## START Source extract

How to restore a full backup on Kubernetes operator based setup ?
Synopsis
Hello,
Currently we're having a small issue, we have a first Kubernetes cluster that hold Vertica setup that works just fine using communal storage on the other hand we need to create a new setup based on the old data, so we did a full backup using vbr.py script which did create all objects into AWS object storage, so far so good, our issue starts when trying to restore data using the right bucket, as the database needs to be shutdown beforehand, in which case the readiness probe fails because of its exec command vsql -w $(cat /etc/podinfo/superuser-passwd) -c 'select 1'
. Tried to check if the operator exposes the readiness probe through its CustomRessource verticadbs, but it seems no such property is possible. Thought also about changing manually the readiness probe but again it goes against what the operator stands for with its reconciliation loop.
My question is the following: How can we restore the database from a full backup using vbr script on a Kubernetes based setup ?
References:
vertica version : v12.0.3-0
vertica's kubernetes operator : 1.10.2
Kubernetes version: 1.28.2
VerticaDB C.R version: vertica.com/v1beta1
Thank you,
Answers
After reading the operator's source code I found a way to override the readiness probe, still interested in knowing the best way of doing a full restoration on a Kubernetes based setup.

## END Source extract
## START Information provided

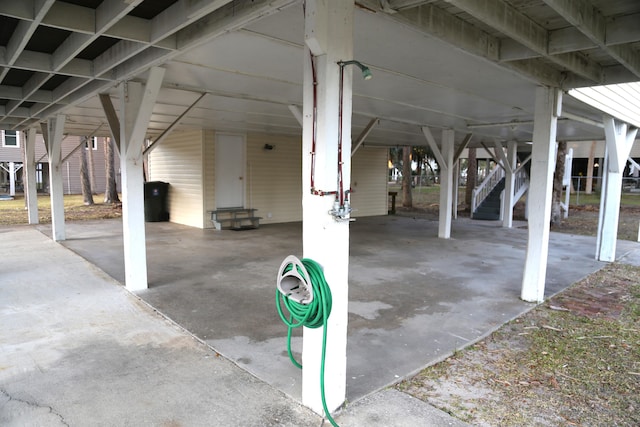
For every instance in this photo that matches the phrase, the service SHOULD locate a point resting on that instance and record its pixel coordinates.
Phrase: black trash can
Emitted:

## END Information provided

* Jobs:
1. Which software versions does the Vertica restore thread above list under "References:", and what value does it give for each?
2. Reproduce the passage of the Vertica restore thread above, starting with "My question is" and going on through "Kubernetes based setup.".

* Answers provided:
1.
- vertica version: v12.0.3-0
- vertica's kubernetes operator: 1.10.2
- Kubernetes version: 1.28.2
- VerticaDB C.R version: vertica.com/v1beta1

2.
My question is the following: How can we restore the database from a full backup using vbr script on a Kubernetes based setup ?
References:
vertica version : v12.0.3-0
vertica's kubernetes operator : 1.10.2
Kubernetes version: 1.28.2
VerticaDB C.R version: vertica.com/v1beta1
Thank you,
Answers
After reading the operator's source code I found a way to override the readiness probe, still interested in knowing the best way of doing a full restoration on a Kubernetes based setup.